REQUIRED WORK: The answer consists solely of the data below, reproduced exactly.

Region pointing data
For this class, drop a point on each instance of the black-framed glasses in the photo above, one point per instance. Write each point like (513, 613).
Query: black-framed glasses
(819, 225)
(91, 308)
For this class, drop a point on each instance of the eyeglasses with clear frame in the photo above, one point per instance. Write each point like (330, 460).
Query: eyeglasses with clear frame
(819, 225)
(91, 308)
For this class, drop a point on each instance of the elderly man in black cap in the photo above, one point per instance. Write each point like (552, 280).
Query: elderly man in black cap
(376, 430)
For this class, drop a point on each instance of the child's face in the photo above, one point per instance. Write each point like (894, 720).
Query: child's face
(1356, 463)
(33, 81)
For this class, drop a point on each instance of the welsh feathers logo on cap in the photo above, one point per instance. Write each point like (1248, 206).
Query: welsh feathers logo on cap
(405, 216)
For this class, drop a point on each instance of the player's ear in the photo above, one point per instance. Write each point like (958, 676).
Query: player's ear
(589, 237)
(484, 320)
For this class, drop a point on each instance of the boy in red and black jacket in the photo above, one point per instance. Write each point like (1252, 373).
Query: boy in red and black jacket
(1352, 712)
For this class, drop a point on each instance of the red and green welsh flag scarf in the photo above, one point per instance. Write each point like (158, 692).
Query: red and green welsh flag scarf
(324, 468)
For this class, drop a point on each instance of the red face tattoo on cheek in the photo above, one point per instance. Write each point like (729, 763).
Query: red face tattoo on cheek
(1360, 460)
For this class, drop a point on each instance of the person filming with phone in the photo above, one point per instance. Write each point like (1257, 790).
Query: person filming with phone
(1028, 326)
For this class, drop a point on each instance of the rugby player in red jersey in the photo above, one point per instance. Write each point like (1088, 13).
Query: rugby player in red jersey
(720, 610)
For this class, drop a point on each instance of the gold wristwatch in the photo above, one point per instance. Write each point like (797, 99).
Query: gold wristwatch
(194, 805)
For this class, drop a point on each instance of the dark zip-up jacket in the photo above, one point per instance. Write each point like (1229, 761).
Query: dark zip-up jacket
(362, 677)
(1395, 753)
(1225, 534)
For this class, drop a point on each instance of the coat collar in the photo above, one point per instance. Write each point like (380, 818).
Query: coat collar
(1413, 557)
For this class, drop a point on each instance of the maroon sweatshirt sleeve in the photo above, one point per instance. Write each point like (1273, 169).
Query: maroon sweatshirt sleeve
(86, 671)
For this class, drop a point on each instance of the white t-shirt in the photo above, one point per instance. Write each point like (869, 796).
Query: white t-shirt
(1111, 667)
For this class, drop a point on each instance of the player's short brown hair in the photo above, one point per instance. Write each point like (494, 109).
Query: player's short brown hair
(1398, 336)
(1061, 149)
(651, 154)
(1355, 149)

TASK OUTPUT:
For this class, drop a point on each instance of the black-framed glasses in the photo above, one point per instance. Write each point like (513, 613).
Query: black-framed glasses
(819, 225)
(91, 308)
For this class, drop a point on each instance of the eyeglasses with clear frame in the photo above, one point per instance. Write each point like (330, 460).
Query: eyeglasses with clear frame
(819, 225)
(91, 308)
For this class, drop a point on each instance of the elderly man in black cap in the photo above, one point per instance. Write each point like (552, 280).
Query: elderly man in black cap
(376, 430)
For this class, drop a point on each instance of the child's face in the photo above, one point per instance. Write each point like (894, 720).
Query: child's face
(1356, 463)
(33, 81)
For this class, drop a point on each instance of the welsh feathers logo on cap in the photo above, one point per instance. Write each point like (1248, 206).
Query: welsh feathers logo on cap
(405, 216)
For this class, drop a point on each instance of the player's ear in the photo above, one point per instance. Write each point like (958, 676).
Query: player's ear
(589, 237)
(484, 320)
For this class, drop a point on each instance of the boy in red and black jacket in the photo above, one point per instance. Write each point like (1252, 373).
Query: boy in red and black jacket
(1352, 712)
For this class, drop a point on each instance of the red and green welsh flag scarf in the photo above, one point per instance. Write each point like (158, 692).
Query: red and green welsh flag scarf
(324, 468)
For this class, drop a point on each instance of the red face tattoo on cheek in the photo above, one point per instance. Write each point like (729, 763).
Query: red face tattoo on cheek
(1360, 460)
For this class, drop a point on each instance of the person filming with phone in the photo above, one point per instance. Write each point like (1257, 790).
Query: person filming with phone
(1028, 326)
For this class, drop a point on each instance of the rugby player in red jersey in the photo above, one point per instance. Write each point like (1088, 13).
Query: rugby player in red jersey
(720, 610)
For this class, drop a point on each instance of the gold wristwatch in the photo above, one point per instance. Write each point like (797, 99).
Query: gold wristwatch
(194, 805)
For this class, drop a point on each instance of the dark zip-up jacket in the photo above, one point per instance. Write each point like (1229, 761).
Query: dark zip-up jacket
(362, 677)
(1395, 753)
(1225, 534)
For this class, drop a point on each instance of the coat collar in the photo above, one point per instance. Write each point like (380, 818).
Query: coat collar
(1413, 557)
For this class, drop a point on each instance of the maroon sweatshirt sleeve in the photo above, one point per instance. Write each point like (1273, 169).
Query: maroon sweatshirt sleeve
(86, 671)
For this class, drop a point on each instance of the white t-shirt in the photo above, one point per instance. Write each point like (869, 796).
Query: white t-shirt
(1111, 667)
For this class, drop a point on each instance of the player's short brown hair in the photo above, one point per instance. Write each point like (494, 109).
Query: player's short brown hair
(1398, 336)
(1061, 149)
(651, 154)
(1355, 149)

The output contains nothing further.